**Exercise directions**
After locating the line that contains "Then the component", restate it and each later line word for word through the end of the records.

────

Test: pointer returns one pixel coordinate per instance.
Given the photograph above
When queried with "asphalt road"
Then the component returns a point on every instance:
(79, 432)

────

**Task output**
Then the component returns a point on every instance:
(79, 432)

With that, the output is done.